I’m so mad. I swear, he’s cheated. Doesn’t he know that being hungover is NOT the right time to make decisions? He was all sweet and totally “in love” and then 20 hours later he’s already single again on Facebook?! Oh, and then he’s all like “say when, say when” about talking…finally!! Whatever!
I was told! My neighbour Jane told me, "don't fall in love with the boyfriend; you'll only get hurt!"....gawd, she's so right...
It’s happened. I’ve been taken to the dark side. Today, I fully experienced Dating 2.0. Oh, it’s not me by the way. By virtue of Facebook, I am completely vicariously living through my 17 year old daughter’s boyfriend drama first hand and now I know that I'm not ready for her to be dating or rather, I’m just not ready for minding her relationship in real-time, or Dating 2.0 that is.
At one point, I encouraged her dating and by that I mean old school dating; going out a few times or hanging out casually until you figured out if you liked someone enough to actually be “going out”; not “hooking up” first and then determining if they’re worthy enough.

◆ **LISTING**:
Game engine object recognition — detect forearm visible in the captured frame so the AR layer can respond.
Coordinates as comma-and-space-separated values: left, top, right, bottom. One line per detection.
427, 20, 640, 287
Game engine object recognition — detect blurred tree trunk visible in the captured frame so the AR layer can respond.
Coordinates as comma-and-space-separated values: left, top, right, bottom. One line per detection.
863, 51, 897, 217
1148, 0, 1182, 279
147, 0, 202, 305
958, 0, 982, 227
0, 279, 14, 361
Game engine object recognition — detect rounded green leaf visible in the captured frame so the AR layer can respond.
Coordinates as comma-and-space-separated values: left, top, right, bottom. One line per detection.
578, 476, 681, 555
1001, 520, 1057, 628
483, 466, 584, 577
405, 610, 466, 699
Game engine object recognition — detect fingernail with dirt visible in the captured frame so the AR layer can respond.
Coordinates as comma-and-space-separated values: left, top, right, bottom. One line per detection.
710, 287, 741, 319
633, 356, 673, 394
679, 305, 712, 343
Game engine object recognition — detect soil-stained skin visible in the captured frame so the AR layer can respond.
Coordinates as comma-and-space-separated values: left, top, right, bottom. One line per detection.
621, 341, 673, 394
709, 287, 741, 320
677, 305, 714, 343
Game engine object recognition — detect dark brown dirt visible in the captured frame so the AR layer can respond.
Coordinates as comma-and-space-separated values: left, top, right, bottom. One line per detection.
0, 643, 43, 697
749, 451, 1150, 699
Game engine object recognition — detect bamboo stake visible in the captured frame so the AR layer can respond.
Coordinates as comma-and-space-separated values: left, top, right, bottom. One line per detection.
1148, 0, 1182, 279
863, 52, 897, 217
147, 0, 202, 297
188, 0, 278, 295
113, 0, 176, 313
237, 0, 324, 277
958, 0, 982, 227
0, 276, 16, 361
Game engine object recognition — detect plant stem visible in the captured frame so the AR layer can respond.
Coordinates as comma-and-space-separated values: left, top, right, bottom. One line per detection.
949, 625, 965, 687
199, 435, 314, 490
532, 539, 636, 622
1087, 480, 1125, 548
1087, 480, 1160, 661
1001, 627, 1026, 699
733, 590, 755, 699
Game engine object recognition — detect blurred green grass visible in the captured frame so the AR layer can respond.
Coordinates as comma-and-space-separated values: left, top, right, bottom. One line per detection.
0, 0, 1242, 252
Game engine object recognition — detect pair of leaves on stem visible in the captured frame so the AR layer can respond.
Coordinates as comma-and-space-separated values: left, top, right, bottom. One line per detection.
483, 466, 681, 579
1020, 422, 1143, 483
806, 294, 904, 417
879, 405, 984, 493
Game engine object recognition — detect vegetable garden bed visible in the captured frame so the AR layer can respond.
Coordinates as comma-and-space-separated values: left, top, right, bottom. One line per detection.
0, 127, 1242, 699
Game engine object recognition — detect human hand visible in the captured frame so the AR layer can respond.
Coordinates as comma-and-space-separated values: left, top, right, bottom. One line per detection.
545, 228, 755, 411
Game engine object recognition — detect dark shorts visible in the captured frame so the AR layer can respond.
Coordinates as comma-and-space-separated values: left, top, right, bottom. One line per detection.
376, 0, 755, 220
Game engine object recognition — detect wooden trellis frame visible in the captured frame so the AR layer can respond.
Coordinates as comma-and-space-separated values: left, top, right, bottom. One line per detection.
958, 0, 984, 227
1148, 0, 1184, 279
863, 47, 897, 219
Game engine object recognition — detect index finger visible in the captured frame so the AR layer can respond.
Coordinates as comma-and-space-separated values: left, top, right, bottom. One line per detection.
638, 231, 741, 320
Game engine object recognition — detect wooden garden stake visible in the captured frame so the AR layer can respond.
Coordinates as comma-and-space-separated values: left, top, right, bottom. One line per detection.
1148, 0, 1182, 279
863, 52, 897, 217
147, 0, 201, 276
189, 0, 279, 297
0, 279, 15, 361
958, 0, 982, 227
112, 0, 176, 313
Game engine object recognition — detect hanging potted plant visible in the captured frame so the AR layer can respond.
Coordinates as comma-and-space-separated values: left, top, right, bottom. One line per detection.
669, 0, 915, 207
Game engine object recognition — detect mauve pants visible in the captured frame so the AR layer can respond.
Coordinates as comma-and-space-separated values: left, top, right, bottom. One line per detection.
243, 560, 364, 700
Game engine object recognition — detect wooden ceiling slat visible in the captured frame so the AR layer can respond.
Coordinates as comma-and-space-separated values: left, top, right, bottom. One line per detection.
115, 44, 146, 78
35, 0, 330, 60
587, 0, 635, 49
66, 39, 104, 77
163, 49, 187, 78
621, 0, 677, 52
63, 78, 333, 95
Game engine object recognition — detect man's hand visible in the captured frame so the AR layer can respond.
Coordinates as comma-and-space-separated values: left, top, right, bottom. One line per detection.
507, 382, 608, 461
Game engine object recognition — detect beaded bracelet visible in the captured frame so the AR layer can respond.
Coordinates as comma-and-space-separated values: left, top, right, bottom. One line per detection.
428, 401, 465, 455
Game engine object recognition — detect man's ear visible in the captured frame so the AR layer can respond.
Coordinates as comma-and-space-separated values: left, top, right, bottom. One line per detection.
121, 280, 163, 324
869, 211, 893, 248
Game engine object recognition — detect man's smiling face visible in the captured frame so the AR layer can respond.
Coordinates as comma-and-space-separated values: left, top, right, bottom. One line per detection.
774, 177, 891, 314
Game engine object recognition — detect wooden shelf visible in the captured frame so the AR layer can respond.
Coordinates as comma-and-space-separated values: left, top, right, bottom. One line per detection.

◆ **YOUR INSTRUCTIONS**:
Reproduce word for word the passage of the Dating 2.0 post that begins with "I’m so mad." and ends with "2.0 that is.".

◆ **FINAL RESULT**:
I’m so mad. I swear, he’s cheated. Doesn’t he know that being hungover is NOT the right time to make decisions? He was all sweet and totally “in love” and then 20 hours later he’s already single again on Facebook?! Oh, and then he’s all like “say when, say when” about talking…finally!! Whatever!
I was told! My neighbour Jane told me, "don't fall in love with the boyfriend; you'll only get hurt!"....gawd, she's so right...
It’s happened. I’ve been taken to the dark side. Today, I fully experienced Dating 2.0. Oh, it’s not me by the way. By virtue of Facebook, I am completely vicariously living through my 17 year old daughter’s boyfriend drama first hand and now I know that I'm not ready for her to be dating or rather, I’m just not ready for minding her relationship in real-time, or Dating 2.0 that is.